:: Data rows

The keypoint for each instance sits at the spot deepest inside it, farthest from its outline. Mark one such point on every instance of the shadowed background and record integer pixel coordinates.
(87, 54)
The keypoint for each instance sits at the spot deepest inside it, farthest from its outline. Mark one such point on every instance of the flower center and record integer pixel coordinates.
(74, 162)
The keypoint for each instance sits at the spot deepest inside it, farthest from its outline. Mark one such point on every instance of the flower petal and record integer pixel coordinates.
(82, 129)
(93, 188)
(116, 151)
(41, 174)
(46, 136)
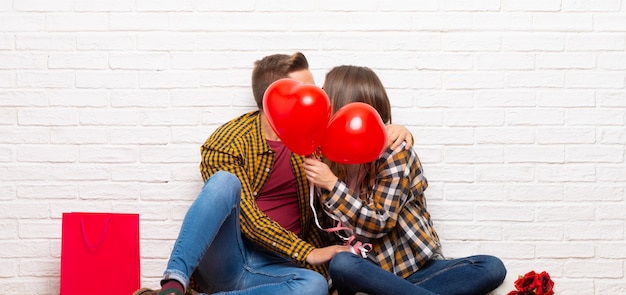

::::

What the task requires: Retype each of the items above character for character, and leave the picture out of your copy.

Complete answer:
The keypoint for each instance sits at the spot deepest inside it, farthest from its outline. Mark one such point on every instance of the shadowed background and record integer pixel coordinates.
(87, 54)
The keypoint for each instance sits at the spot deepest inside it, farthest from its outline. Mark one such point on every instance of the flower center and record integer pixel coordinates.
(74, 162)
The keypoint for each instance sits at the spot deepest inside it, farthest from its outline. Mark one such point on every instance of the flower petal and record integer pixel coordinates.
(82, 129)
(93, 188)
(116, 151)
(41, 174)
(46, 136)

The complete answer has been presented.